**GIVEN EXERCISE**: Can you reproduce the data word for word, starting with the line that contains "Practice step: locate the dirt" and going on through the end of the data?

**PROVIDED DATA**:

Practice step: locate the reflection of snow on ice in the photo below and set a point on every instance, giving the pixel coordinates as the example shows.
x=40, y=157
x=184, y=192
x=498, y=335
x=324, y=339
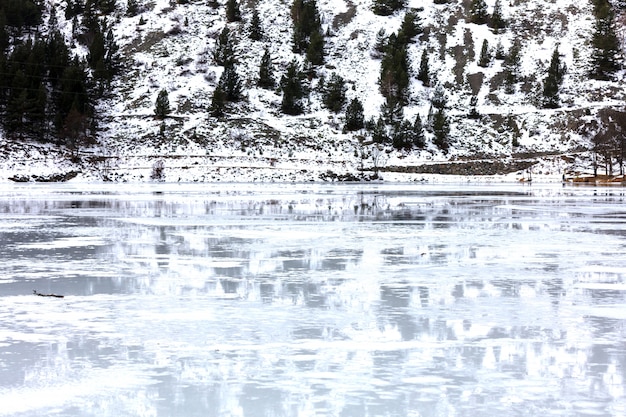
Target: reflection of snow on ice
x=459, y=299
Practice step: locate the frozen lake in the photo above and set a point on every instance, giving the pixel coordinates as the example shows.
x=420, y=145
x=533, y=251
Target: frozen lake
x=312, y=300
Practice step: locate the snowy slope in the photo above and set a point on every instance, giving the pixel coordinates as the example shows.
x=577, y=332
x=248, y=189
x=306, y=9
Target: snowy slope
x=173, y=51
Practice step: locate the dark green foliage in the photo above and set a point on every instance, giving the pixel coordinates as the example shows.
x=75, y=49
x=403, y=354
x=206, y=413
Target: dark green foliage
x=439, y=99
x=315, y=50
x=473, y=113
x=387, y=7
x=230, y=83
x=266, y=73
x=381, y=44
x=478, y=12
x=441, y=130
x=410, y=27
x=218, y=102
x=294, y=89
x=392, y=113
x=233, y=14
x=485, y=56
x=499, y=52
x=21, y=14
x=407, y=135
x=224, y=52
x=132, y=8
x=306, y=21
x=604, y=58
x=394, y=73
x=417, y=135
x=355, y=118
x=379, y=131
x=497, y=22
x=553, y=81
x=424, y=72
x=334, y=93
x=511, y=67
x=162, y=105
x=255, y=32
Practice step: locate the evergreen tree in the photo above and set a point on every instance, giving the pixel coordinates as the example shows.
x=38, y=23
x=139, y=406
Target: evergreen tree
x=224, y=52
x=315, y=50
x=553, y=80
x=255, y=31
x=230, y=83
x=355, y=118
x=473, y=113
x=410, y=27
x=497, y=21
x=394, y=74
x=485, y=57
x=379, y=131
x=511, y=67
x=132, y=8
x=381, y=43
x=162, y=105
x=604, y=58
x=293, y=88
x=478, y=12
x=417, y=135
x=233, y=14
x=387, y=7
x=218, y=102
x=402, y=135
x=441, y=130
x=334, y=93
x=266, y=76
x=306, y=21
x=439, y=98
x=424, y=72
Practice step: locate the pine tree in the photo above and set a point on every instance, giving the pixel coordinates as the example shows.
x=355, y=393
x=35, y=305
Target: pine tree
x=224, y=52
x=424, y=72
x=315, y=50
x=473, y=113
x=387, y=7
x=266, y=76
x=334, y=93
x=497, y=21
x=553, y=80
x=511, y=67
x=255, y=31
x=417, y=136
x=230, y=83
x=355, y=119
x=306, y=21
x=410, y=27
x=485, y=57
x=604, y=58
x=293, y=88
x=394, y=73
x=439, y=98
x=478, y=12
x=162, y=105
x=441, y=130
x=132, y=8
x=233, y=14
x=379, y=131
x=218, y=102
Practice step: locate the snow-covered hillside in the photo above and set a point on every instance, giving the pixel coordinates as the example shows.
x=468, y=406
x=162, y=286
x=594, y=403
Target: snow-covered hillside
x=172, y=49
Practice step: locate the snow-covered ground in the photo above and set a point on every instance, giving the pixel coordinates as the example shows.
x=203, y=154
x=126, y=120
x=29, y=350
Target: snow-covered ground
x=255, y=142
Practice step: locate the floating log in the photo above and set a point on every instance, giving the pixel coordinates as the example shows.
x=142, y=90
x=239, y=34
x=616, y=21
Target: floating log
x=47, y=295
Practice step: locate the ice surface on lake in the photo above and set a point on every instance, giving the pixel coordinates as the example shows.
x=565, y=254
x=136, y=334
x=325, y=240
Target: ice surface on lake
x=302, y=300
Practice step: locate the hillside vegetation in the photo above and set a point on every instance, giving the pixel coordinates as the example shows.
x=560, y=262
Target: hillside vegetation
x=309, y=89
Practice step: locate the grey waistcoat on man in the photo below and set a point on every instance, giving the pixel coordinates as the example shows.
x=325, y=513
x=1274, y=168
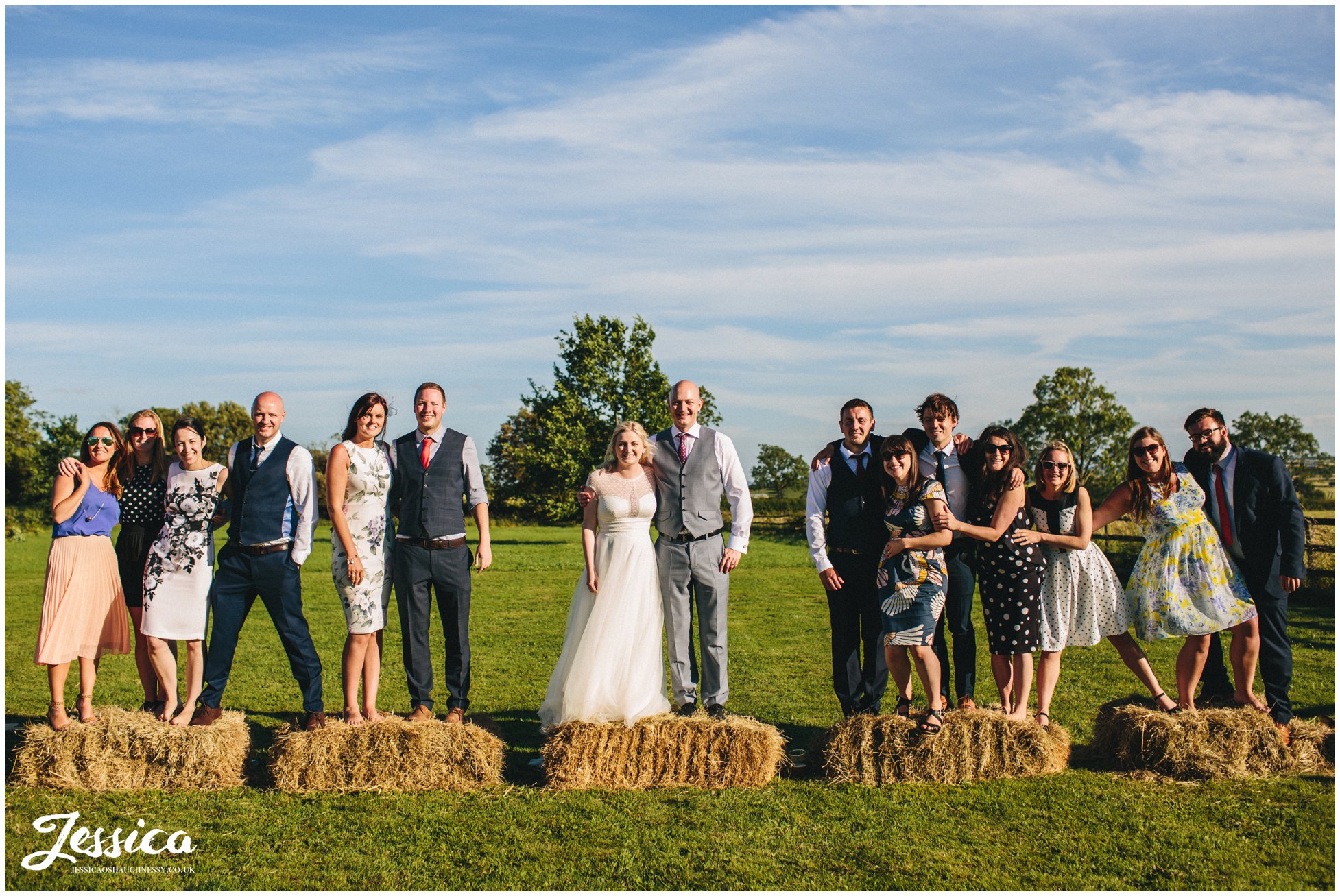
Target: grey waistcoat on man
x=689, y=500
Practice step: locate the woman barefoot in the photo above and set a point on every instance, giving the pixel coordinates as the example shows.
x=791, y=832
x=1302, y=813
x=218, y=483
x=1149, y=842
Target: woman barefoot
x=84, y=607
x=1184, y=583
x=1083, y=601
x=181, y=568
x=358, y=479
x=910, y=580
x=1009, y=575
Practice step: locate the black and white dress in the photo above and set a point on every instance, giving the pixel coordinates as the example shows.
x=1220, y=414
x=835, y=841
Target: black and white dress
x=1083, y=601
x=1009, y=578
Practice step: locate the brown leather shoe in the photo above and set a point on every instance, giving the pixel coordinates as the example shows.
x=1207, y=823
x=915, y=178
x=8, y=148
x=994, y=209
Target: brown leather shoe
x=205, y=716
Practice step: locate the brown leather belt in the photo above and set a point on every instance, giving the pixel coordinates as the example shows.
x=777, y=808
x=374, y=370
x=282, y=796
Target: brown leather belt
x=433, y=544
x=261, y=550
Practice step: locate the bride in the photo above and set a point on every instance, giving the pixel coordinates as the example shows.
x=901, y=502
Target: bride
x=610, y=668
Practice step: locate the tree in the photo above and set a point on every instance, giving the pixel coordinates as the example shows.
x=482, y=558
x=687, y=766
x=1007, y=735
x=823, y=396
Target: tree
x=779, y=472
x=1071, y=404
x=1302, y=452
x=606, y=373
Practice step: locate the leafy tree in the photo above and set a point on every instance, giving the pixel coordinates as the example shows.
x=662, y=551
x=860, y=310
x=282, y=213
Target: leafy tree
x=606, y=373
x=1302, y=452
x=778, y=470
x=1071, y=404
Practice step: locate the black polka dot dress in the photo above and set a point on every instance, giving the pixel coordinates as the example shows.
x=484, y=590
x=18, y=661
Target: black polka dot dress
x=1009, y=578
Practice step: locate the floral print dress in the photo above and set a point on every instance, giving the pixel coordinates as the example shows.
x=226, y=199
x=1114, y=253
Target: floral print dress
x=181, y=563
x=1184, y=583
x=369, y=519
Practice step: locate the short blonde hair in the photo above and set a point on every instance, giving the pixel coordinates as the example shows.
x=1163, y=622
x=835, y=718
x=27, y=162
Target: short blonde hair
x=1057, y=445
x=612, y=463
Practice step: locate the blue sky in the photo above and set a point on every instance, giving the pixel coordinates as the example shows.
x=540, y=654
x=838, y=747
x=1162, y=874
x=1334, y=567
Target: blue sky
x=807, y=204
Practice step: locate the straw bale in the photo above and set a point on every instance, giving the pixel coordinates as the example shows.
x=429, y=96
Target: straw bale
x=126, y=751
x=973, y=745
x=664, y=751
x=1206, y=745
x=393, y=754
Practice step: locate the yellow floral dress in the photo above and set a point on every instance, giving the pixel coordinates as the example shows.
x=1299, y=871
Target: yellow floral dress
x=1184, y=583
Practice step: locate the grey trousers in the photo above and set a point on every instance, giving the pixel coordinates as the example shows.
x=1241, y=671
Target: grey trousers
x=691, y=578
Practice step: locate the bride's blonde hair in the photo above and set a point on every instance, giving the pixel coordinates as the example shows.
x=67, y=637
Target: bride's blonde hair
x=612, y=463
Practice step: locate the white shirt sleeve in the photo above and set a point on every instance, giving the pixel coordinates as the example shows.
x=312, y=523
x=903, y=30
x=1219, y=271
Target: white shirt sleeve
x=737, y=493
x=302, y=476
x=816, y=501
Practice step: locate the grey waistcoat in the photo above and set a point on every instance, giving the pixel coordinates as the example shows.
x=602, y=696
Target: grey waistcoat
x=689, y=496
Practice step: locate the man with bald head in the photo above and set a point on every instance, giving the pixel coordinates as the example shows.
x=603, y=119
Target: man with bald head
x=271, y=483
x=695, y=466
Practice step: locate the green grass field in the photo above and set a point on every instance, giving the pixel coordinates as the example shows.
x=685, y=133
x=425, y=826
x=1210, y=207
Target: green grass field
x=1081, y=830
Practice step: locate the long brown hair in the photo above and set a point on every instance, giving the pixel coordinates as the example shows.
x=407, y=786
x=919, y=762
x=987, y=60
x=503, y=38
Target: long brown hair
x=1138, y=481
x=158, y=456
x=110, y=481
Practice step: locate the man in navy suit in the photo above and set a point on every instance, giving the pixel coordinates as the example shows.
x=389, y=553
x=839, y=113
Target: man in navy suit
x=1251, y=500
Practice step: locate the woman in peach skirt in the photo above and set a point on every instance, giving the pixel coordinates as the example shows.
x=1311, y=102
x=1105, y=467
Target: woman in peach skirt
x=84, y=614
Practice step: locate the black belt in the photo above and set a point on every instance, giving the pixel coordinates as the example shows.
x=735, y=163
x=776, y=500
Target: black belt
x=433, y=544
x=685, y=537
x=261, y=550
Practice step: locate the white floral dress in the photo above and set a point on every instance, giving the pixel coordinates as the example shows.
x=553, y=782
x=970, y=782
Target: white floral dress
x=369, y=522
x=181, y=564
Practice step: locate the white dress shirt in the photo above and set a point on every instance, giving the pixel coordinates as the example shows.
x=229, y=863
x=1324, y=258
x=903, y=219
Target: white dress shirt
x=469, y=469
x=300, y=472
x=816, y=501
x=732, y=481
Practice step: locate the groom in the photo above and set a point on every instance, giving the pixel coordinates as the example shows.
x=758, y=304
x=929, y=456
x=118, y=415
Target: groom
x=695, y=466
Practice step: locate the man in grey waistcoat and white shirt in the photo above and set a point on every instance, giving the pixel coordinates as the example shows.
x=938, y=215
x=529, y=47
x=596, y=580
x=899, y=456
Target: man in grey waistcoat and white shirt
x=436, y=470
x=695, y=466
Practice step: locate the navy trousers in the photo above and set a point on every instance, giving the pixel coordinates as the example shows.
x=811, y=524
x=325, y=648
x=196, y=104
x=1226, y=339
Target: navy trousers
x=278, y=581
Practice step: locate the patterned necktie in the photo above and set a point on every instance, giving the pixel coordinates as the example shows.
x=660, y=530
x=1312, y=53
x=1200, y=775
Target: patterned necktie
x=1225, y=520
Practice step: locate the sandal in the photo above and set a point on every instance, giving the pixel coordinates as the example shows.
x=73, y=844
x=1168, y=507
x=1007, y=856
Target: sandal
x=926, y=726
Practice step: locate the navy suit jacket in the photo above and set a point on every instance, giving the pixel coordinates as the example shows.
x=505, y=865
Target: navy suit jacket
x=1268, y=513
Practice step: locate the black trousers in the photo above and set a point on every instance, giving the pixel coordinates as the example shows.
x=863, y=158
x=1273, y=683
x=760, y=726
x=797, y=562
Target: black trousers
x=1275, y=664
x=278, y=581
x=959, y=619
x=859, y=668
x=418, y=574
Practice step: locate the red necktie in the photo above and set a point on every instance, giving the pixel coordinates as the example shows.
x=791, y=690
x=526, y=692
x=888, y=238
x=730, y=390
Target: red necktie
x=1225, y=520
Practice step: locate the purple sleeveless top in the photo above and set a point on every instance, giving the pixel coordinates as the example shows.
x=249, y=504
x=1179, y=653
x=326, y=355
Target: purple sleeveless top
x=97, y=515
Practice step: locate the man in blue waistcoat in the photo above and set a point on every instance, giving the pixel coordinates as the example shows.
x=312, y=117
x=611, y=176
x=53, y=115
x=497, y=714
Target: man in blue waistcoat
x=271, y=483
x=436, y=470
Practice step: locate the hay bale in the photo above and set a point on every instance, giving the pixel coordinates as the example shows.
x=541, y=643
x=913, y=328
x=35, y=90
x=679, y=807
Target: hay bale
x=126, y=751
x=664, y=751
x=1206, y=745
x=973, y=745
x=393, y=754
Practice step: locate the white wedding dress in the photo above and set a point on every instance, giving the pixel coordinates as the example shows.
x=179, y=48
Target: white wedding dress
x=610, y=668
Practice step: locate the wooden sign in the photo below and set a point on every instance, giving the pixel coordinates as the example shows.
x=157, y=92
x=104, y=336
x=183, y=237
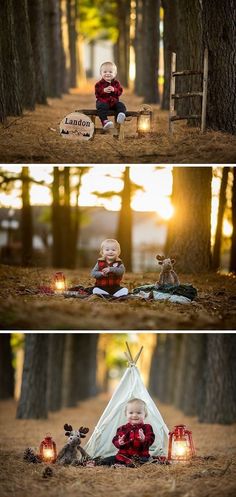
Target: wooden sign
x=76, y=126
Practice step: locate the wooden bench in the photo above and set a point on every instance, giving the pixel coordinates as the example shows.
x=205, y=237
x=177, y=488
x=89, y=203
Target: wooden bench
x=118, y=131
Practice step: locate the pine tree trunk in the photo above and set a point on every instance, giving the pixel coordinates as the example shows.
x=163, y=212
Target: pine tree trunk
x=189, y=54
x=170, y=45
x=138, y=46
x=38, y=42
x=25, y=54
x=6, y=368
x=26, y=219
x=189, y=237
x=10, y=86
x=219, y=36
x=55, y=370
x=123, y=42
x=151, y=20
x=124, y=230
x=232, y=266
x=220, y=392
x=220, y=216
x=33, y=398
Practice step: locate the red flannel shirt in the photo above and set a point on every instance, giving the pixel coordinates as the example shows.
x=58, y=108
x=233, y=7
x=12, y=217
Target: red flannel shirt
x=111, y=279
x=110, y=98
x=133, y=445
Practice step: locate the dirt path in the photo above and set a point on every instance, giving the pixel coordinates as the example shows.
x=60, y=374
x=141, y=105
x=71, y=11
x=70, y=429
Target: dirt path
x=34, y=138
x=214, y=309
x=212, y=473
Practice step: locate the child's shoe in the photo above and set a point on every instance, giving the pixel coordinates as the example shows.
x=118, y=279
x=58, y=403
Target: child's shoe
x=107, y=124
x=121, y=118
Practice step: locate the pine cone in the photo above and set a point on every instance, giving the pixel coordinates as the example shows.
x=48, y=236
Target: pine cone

**RESULT**:
Practice step: locate the dirt path in the photo above and set a point on every instance, giving the pixel coordinates as the example shows.
x=60, y=374
x=141, y=105
x=71, y=11
x=70, y=429
Target: dirt path
x=34, y=138
x=214, y=309
x=212, y=473
Practice step: locate the child's shoe in the photo above and set a point on every instance, giving the pixel coordinates as the example shows.
x=118, y=279
x=58, y=403
Target: child's shoe
x=107, y=124
x=121, y=118
Practice step: locate the pine cone in the photo above and set a point on every instance, giving the pixel coordinates as the example shows.
x=48, y=236
Target: pine cone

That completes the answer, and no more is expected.